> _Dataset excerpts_
--

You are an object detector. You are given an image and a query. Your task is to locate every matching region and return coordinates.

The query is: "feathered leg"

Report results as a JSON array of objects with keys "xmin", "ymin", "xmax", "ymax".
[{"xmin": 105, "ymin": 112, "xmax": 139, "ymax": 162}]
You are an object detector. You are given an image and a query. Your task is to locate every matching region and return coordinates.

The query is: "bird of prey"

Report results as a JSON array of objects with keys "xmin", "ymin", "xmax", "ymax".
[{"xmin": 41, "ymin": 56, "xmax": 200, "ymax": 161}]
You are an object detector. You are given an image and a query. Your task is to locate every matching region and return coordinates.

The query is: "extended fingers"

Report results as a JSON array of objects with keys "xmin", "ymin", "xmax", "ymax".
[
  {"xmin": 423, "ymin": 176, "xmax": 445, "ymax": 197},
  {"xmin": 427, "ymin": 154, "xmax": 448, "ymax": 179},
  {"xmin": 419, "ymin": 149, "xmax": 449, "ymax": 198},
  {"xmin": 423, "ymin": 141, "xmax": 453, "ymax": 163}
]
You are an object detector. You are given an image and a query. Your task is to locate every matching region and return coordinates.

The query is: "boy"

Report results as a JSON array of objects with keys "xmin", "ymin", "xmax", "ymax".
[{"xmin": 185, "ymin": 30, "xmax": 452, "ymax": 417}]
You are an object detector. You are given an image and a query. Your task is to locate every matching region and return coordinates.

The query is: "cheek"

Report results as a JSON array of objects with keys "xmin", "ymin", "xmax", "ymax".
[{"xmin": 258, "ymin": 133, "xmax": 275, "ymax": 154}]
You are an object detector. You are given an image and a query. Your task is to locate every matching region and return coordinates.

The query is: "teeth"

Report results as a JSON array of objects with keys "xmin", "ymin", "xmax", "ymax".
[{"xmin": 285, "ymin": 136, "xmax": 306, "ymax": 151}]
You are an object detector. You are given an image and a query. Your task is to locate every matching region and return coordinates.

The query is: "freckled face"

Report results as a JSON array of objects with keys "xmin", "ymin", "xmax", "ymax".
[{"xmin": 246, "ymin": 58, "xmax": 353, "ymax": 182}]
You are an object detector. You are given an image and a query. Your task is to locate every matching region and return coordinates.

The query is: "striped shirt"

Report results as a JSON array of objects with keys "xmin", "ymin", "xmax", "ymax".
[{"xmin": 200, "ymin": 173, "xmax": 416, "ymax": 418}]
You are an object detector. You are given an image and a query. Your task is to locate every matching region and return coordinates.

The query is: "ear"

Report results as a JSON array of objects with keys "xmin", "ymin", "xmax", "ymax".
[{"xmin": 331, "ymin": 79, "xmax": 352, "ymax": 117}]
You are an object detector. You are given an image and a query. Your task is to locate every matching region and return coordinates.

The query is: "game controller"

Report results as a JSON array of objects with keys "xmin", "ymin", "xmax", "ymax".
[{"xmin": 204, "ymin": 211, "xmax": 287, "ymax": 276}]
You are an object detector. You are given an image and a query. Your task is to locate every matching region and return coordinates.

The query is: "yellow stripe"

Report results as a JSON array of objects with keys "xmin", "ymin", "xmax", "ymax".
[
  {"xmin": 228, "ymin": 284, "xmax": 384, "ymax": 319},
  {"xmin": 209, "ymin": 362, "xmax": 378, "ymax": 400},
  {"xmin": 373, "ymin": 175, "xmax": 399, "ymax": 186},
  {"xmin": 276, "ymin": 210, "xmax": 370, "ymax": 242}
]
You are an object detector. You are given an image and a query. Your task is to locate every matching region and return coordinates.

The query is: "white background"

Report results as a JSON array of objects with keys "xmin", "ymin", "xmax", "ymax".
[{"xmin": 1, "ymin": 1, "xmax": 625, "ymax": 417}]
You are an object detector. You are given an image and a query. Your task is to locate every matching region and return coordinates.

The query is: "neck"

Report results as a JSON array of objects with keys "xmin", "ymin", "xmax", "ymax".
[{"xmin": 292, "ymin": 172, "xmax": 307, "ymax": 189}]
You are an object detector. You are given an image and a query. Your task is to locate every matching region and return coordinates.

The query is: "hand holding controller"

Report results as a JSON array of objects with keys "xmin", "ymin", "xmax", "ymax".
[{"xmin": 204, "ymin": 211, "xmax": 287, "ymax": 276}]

--

> _WHAT YOU HAVE TO DO_
Each line shown above needs to be transcribed exactly.

> _WORKED SOLUTION_
You are an object detector. You are given an image and a query. Your task is to locate every matching region and return coordinates.

The query is: "feathered leg"

Report results as a JSON array of objects with keys "xmin", "ymin", "xmax", "ymax".
[{"xmin": 105, "ymin": 112, "xmax": 139, "ymax": 162}]
You are an object detector. You are given an image and a query. Your task is to locate every matching region and return coordinates.

The query is: "bird of prey"

Report results as a JSON array of objects with keys "xmin", "ymin", "xmax", "ymax".
[{"xmin": 41, "ymin": 56, "xmax": 200, "ymax": 161}]
You are an object detector. You are given an image and a query. Your task is to locate every matching region and return coordinates.

The query is: "extended fingers"

Report results as a JSON array of objects with keys "xmin", "ymin", "xmax", "ymax".
[
  {"xmin": 423, "ymin": 176, "xmax": 445, "ymax": 197},
  {"xmin": 427, "ymin": 154, "xmax": 448, "ymax": 179},
  {"xmin": 419, "ymin": 149, "xmax": 449, "ymax": 198},
  {"xmin": 423, "ymin": 141, "xmax": 453, "ymax": 163}
]
You are an object detector. You are given an image and a query. Your task is to locate every matching region and return coordinates.

The query is: "boy"

Report results as a JSON array of objects with keys "xmin", "ymin", "xmax", "ymax".
[{"xmin": 185, "ymin": 30, "xmax": 452, "ymax": 417}]
You are an object detector. You are given an image and a query. Your task is to locate every matching region and return coordinates.

The query is: "cheek"

Report results as a JSON array of objects with keys "xmin", "ymin", "xmax", "ymax".
[{"xmin": 258, "ymin": 133, "xmax": 275, "ymax": 154}]
You are an object detector. You are given an image and a query. Your task is to locate every matching region and return coordinates.

The query is: "teeth"

Report results as a JSON array of objects with keys "xmin", "ymin", "xmax", "ymax".
[{"xmin": 285, "ymin": 136, "xmax": 306, "ymax": 151}]
You are an object detector. You are given an image and a query. Your task is to locate every matching region and return coordinates.

The query is: "freckled face"

Report results as a JSON array of objects with keys "xmin", "ymin", "xmax", "ymax".
[{"xmin": 246, "ymin": 58, "xmax": 353, "ymax": 182}]
You are an object detector. You are given an image and a query. Your task is to locate every matching region and return coordinates.

The query is: "striped shirt"

Report results as a JSON array of objects with keys "xmin", "ymin", "xmax", "ymax".
[{"xmin": 200, "ymin": 173, "xmax": 416, "ymax": 418}]
You are an object detector. You are given an image and a query. Your task is to locate every matching region and return coordinates.

The query is: "ear"

Report results as a JSON array of objects with keys "xmin", "ymin", "xmax", "ymax".
[{"xmin": 331, "ymin": 79, "xmax": 352, "ymax": 117}]
You are an object detector. You are given an image and a query. Your task is to locate every matching region and return coordinates.

The query is: "game controller"

Report results as a JSON array of objects with keys "xmin", "ymin", "xmax", "ymax".
[{"xmin": 204, "ymin": 211, "xmax": 287, "ymax": 276}]
You are an object detector. You are given an image and a query. Your task is to locate every matching region and return coordinates.

The query is: "yellow stripe"

Report results as a JSON array of objects with keys "xmin", "ymin", "xmax", "ymax".
[
  {"xmin": 228, "ymin": 284, "xmax": 384, "ymax": 319},
  {"xmin": 209, "ymin": 362, "xmax": 378, "ymax": 400},
  {"xmin": 373, "ymin": 175, "xmax": 399, "ymax": 186},
  {"xmin": 276, "ymin": 210, "xmax": 370, "ymax": 242}
]
You are an object detector. You are given an image and a query. Your task is to locate every matching region and return coordinates.

The query is: "white background"

Report results as a JSON array of objects with keys "xmin", "ymin", "xmax", "ymax".
[{"xmin": 1, "ymin": 1, "xmax": 625, "ymax": 417}]
You are an object detector. You are given an image and a query. Your task is to locate every matching region and return coordinates.

The query is: "neck"

Report results as a JSON array of objects with keys "xmin", "ymin", "xmax", "ymax".
[{"xmin": 292, "ymin": 172, "xmax": 307, "ymax": 189}]
You are an object detector. You are given an image and a query. Your task is to locate every matching region and return coordinates.

The query is: "hand holding controller"

Report results as a JSON array of objects with keys "xmin", "ymin", "xmax", "ymax".
[{"xmin": 204, "ymin": 211, "xmax": 287, "ymax": 276}]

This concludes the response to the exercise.